-- Text shown follows --
‘Money is sacred, as everyone knows,’ said Delblanc. ‘So then must be the hunger for it and the means we use to obtain it. Once a man is in debt he becomes a flesh and blood form of money, a walking investment. You can do what you like with him, you can work him to death or you can sell him. This cannot be called cruelty or greed because we are seeking only to recover our investment and that is a sacred duty.’Barry Unsworth’s 1992 novel provides a seminal, sometimes frightening window into the British Atlantic slave trade during the mid-eighteenth century. Sacred Hunger was required reading for my history 278 course, The Trans-Atlantic Slave Trade, but stands as an important part of our modern understanding on one of the cruelest examples of “globalism” gone awry.
The novel follows the lives of two relatives as they experience the different “legs” of the slave trade first hand. The older physician Matthew Paris seeks passage on his uncle’s slave ship, the
Liverpool Merchant, in order to make a life for himself in the Caribbean after being imprisoned for teaching evolution in England. His younger cousin, Erasmus Kemp, enjoys a more relaxed lifestyle taking part in the daily life of Liverpool, courting Sarah Wolpert, drinking expensive wine and participating in a production named
The Enchanted Island that borrows heavily from
The Tempest. The younger character, Erasmus, despises the “utopian” beliefs his older cousin documents throughout the novel in his journal.
As the
Liverpool Merchant reaches the coast of Guinea, Paris begins to grow increasingly frustrated by the implications of the slave trade. He is allowed special privileges by his uncle, but his character remains distant from the rest of the crew which is made up of convicts and men that swindled out of their money and forced onto the slave ship. As the ship’s surgeon, Paris is forced to constantly check the human cargo below for diseases that might lower their value once the ship reaches its intended destination of Jamaica.
The book then shifts over a decade into the future where Paris and the crew run a small settlement off of the southeastern coast of Florida. The
Liverpool Merchant never made it to Jamaica after it was overrun by a slave mutiny and hit by a hurricane. On the surface, Paris’s vision of a tolerant, equal society is realized in the settlement, but a perverse version boils to the surface complimenting the book’s central theme – a sacred hunger for greed that is at the root of all our capitalist desires.
-- Text shown concluded --
== Assigned task ==
Write out, word for word, the part of the Sacred Hunger review that starts with "The novel follows" and ends after "in his journal.".
-- The data follows --
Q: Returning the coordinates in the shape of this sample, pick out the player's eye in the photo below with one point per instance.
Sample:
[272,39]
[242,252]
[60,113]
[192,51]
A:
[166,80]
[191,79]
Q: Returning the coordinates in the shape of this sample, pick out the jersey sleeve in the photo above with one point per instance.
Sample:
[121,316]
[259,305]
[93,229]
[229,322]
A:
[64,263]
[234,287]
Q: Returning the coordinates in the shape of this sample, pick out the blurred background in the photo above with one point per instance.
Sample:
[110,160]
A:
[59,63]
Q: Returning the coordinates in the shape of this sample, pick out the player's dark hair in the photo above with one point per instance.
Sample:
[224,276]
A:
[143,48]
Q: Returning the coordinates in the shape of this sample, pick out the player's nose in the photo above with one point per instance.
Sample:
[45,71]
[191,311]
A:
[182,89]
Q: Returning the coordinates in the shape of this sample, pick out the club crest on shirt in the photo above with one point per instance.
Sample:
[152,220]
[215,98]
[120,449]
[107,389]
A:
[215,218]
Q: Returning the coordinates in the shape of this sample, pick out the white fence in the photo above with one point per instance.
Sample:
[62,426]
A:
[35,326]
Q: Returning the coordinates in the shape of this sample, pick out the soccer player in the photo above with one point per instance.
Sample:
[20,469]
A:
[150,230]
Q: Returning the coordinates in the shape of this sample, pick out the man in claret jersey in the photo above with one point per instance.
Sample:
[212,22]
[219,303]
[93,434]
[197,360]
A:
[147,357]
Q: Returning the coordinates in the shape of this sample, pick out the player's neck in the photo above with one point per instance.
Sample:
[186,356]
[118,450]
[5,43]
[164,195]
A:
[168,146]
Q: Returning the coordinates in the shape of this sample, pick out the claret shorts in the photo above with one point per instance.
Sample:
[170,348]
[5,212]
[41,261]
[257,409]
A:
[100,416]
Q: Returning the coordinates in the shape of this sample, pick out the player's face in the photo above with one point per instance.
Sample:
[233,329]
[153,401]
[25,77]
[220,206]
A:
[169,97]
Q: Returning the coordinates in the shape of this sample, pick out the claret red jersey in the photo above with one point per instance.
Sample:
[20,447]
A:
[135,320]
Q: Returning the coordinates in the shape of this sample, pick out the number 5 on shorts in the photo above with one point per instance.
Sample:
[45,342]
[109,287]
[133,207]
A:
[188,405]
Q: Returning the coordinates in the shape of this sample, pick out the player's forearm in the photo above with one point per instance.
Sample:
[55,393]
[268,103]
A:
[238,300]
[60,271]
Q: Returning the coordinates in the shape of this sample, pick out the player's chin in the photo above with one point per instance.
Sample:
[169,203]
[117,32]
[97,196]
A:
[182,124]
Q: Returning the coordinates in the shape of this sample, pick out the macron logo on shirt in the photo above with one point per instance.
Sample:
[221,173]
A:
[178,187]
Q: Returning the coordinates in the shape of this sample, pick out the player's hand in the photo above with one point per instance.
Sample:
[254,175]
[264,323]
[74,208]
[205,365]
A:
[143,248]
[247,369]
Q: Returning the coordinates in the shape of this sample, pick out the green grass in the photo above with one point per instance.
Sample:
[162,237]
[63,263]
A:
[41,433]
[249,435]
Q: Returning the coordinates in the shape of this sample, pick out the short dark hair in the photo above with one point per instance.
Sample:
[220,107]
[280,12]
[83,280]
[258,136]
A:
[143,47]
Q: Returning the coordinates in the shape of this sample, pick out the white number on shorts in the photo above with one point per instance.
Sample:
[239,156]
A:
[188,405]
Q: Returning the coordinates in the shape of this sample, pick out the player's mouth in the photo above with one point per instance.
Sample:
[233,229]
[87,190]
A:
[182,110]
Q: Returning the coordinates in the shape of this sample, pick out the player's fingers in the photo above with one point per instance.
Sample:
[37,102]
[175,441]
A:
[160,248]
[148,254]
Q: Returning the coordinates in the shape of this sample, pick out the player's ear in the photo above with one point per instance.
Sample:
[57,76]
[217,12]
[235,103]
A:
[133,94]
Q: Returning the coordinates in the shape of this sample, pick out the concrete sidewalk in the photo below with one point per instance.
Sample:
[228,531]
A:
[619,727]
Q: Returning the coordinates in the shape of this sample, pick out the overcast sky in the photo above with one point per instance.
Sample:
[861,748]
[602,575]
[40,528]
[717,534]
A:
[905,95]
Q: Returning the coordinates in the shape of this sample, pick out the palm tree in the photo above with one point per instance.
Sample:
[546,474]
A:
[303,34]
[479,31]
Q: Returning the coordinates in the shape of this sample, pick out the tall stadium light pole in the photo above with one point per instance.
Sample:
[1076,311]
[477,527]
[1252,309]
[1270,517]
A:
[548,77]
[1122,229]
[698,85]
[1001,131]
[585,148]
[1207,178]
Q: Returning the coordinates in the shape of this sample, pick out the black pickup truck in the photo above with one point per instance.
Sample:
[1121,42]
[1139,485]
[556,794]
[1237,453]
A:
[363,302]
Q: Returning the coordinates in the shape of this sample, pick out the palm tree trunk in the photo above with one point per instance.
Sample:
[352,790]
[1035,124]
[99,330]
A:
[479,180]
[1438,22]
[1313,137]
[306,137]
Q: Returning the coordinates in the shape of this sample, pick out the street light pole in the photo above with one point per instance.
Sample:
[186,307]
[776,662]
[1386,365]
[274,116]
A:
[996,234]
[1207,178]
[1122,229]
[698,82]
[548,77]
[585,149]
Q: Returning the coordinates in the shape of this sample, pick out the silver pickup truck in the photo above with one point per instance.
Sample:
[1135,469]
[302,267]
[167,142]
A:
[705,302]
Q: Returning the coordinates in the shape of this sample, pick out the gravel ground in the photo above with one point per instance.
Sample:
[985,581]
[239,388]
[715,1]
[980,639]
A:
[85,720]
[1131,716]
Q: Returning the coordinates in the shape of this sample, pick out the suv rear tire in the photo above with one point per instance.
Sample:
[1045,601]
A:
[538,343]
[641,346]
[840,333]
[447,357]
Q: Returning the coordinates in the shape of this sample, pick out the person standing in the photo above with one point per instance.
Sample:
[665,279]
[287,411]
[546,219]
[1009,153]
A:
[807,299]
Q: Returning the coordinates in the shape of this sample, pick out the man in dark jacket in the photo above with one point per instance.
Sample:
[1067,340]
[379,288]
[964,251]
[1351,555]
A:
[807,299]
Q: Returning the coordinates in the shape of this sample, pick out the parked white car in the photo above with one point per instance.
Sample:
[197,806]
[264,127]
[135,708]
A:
-- The data concluded --
== Your solution ==
The novel follows the lives of two relatives as they experience the different “legs” of the slave trade first hand. The older physician Matthew Paris seeks passage on his uncle’s slave ship, the
Liverpool Merchant, in order to make a life for himself in the Caribbean after being imprisoned for teaching evolution in England. His younger cousin, Erasmus Kemp, enjoys a more relaxed lifestyle taking part in the daily life of Liverpool, courting Sarah Wolpert, drinking expensive wine and participating in a production named
The Enchanted Island that borrows heavily from
The Tempest. The younger character, Erasmus, despises the “utopian” beliefs his older cousin documents throughout the novel in his journal.